## RECORD LIST

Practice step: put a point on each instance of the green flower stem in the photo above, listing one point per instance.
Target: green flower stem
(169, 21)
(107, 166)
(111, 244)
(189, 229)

## WORK INSTRUCTIONS
Reproduce every line of the listing, including the requests, and add 13 to each coordinate value in the answers.

## FULL SOLUTION
Practice step: put a point on each instance of the green flower stem in the photo above, listing one point per instance.
Target: green flower stem
(182, 34)
(120, 179)
(124, 257)
(202, 242)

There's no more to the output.